[Start Listed records]
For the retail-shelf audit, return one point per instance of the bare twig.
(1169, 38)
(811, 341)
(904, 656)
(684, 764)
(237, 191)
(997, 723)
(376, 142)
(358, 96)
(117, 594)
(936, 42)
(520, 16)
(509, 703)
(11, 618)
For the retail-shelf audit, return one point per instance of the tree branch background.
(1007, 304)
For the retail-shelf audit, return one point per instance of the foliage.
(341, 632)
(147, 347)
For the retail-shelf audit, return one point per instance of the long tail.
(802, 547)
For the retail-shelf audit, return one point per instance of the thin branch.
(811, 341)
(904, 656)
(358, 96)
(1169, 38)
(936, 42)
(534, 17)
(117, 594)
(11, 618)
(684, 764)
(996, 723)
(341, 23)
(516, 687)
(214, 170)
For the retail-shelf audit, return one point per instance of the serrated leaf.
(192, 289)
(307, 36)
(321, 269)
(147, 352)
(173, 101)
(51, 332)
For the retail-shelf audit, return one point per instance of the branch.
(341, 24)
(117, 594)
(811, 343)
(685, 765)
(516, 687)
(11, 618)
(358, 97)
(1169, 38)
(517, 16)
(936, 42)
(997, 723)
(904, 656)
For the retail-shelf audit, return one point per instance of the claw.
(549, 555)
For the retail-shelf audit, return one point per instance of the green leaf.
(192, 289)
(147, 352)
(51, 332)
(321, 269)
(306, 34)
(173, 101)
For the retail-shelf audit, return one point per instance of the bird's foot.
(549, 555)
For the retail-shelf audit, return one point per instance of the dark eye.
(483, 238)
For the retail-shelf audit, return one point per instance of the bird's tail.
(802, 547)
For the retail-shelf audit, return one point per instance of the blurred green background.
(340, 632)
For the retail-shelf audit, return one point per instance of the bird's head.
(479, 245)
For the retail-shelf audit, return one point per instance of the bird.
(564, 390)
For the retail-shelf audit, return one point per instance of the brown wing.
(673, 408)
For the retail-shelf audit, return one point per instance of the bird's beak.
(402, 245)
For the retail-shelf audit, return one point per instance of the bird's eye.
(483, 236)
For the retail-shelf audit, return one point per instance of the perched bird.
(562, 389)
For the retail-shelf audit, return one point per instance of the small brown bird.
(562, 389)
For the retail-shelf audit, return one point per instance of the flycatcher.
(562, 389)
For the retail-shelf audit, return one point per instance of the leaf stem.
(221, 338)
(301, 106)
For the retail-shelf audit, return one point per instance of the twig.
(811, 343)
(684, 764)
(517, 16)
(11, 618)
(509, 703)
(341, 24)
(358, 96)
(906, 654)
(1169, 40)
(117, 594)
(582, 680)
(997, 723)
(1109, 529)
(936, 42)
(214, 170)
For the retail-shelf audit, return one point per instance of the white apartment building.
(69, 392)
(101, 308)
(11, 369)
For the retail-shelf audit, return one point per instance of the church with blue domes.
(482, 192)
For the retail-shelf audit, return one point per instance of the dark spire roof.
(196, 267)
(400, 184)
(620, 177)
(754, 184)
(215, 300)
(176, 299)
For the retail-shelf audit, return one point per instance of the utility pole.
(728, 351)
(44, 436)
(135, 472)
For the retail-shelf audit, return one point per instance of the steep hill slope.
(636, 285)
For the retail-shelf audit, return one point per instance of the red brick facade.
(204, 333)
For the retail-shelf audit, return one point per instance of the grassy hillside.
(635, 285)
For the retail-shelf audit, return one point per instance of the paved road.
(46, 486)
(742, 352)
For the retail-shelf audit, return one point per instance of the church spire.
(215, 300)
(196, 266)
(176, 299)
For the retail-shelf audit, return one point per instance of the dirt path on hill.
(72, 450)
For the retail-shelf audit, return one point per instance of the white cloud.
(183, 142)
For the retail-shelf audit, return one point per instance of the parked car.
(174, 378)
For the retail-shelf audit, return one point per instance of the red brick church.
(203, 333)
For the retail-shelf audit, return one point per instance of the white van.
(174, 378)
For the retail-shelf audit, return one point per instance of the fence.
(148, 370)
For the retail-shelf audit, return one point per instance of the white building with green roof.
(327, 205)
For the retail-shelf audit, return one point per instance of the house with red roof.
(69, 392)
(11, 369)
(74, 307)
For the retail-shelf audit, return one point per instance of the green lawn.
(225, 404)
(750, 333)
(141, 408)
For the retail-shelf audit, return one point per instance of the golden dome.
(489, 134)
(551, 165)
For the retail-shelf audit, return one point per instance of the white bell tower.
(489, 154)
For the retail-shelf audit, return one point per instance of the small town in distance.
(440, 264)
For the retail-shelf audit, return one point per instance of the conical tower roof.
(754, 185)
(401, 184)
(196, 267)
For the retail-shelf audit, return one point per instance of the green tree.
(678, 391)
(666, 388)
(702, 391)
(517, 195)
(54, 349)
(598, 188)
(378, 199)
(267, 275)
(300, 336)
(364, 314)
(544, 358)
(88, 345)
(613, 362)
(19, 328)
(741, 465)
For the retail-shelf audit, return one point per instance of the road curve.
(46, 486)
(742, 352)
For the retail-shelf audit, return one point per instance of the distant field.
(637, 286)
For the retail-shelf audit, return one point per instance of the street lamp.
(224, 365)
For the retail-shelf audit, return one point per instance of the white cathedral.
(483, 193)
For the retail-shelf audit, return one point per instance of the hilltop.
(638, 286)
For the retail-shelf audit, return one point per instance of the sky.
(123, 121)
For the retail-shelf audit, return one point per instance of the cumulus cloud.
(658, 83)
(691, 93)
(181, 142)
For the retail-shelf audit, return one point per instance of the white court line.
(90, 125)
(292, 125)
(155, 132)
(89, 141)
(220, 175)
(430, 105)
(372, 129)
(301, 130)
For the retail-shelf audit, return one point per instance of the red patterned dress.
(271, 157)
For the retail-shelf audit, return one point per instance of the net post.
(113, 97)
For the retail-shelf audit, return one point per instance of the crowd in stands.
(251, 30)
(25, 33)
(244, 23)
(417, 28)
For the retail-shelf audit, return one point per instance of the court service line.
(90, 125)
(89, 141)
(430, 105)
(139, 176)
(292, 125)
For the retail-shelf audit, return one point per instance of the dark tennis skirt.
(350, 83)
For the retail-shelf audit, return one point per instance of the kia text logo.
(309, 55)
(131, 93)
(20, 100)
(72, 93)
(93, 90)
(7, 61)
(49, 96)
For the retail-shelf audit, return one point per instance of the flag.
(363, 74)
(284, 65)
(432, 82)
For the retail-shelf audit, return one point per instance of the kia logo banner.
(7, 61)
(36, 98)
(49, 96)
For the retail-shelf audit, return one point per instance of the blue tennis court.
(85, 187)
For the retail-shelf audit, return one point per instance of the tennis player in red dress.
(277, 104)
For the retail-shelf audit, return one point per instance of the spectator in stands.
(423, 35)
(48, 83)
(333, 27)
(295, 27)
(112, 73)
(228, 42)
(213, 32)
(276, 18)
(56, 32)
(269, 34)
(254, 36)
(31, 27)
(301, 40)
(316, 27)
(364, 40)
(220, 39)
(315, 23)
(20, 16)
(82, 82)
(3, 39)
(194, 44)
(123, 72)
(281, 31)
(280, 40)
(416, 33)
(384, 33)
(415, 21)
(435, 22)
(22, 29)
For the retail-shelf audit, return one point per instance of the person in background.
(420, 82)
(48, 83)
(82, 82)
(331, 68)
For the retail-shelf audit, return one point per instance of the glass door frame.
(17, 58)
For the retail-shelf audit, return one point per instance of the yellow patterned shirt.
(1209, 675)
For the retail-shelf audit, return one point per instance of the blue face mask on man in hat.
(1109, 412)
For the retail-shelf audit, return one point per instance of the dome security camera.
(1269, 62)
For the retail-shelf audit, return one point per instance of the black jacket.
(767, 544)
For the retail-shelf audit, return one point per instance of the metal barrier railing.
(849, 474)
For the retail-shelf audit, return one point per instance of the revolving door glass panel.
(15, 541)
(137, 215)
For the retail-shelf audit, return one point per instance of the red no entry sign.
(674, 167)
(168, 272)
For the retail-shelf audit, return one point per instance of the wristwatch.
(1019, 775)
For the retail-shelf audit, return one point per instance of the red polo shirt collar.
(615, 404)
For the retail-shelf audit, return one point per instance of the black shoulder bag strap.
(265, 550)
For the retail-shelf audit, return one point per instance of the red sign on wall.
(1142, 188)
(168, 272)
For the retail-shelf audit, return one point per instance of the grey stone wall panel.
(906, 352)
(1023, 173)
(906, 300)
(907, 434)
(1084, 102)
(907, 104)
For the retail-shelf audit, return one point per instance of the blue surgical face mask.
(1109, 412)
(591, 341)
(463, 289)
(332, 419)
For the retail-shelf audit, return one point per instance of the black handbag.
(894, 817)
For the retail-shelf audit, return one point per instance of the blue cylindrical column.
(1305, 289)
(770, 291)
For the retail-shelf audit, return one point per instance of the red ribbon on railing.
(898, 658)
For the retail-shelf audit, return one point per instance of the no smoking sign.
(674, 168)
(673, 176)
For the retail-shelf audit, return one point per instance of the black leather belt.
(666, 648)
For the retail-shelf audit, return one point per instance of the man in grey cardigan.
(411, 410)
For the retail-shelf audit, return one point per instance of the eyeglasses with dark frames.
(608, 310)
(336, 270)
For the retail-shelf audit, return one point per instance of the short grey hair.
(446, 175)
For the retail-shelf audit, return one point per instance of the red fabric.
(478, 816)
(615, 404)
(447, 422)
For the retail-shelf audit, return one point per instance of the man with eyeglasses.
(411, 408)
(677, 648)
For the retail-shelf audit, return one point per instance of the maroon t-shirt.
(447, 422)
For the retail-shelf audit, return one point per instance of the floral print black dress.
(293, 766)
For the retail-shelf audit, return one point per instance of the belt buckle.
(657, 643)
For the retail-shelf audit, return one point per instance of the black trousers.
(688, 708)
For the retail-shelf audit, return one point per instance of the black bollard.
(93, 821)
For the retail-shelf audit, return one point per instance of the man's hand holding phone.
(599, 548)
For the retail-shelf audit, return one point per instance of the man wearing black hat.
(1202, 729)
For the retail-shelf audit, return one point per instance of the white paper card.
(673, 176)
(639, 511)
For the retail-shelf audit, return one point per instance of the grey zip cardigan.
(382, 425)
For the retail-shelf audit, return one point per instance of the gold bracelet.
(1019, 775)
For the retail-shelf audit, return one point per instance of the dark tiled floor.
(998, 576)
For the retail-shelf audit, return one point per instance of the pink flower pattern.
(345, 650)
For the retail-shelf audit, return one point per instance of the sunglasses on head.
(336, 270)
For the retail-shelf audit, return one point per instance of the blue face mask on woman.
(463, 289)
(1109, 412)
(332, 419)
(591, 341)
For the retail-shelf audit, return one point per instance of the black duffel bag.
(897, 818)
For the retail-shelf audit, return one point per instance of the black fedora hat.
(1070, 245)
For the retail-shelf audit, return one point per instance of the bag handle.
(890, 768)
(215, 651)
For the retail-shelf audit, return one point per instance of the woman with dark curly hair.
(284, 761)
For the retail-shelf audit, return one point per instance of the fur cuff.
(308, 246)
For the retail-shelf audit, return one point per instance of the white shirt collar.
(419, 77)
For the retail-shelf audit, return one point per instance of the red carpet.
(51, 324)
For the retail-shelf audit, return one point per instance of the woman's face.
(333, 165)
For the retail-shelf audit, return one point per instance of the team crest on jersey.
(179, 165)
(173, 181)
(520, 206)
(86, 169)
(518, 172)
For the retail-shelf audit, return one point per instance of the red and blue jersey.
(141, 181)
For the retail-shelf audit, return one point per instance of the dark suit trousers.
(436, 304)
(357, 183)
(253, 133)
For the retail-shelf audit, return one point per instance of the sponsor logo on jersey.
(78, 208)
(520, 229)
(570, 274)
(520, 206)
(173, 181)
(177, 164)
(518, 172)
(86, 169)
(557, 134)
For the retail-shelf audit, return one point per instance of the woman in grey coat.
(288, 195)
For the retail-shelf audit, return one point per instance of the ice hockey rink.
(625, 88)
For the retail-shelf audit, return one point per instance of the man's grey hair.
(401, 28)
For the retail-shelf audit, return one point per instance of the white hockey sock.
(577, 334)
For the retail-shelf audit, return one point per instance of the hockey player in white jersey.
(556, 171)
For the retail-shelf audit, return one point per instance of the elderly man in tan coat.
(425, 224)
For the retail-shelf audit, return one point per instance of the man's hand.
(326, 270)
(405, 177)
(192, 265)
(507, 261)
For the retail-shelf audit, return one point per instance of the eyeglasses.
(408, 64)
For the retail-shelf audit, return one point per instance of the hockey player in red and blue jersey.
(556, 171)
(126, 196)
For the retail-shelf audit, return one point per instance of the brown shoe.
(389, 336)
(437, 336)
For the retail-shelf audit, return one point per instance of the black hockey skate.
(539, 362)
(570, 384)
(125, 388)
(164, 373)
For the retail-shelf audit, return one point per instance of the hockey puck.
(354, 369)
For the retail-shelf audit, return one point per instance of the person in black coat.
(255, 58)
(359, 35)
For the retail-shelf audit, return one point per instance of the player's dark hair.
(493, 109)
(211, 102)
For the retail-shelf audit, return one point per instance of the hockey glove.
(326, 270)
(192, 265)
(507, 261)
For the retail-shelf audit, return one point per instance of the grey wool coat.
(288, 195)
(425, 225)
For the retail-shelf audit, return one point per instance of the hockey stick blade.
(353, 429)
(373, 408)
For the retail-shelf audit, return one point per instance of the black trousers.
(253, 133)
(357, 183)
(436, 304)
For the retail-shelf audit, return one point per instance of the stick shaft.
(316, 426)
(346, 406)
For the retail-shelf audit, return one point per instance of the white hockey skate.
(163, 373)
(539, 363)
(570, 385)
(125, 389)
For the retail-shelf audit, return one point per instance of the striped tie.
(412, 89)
[End Listed records]
→ What you have to do: Copy out every line from the one containing "grey wool coat." to the end of the material, both ends included.

→ Response to this task:
For the retail-shelf audit, return one point per instance of the grey wool coat.
(288, 195)
(425, 225)
For the retail-shelf audit, return one point per instance of the hockey stick blade.
(353, 429)
(373, 408)
For the retail-shelf audit, return one point per instance of the black trousers.
(253, 133)
(357, 183)
(436, 304)
For the retail-shelf audit, return one point per instance of the stick shaft.
(316, 426)
(346, 406)
For the retail-shelf audit, return one point per instance of the white hockey skate.
(163, 373)
(539, 363)
(570, 385)
(125, 389)
For the retail-shelf audit, return one point per instance of the striped tie.
(412, 89)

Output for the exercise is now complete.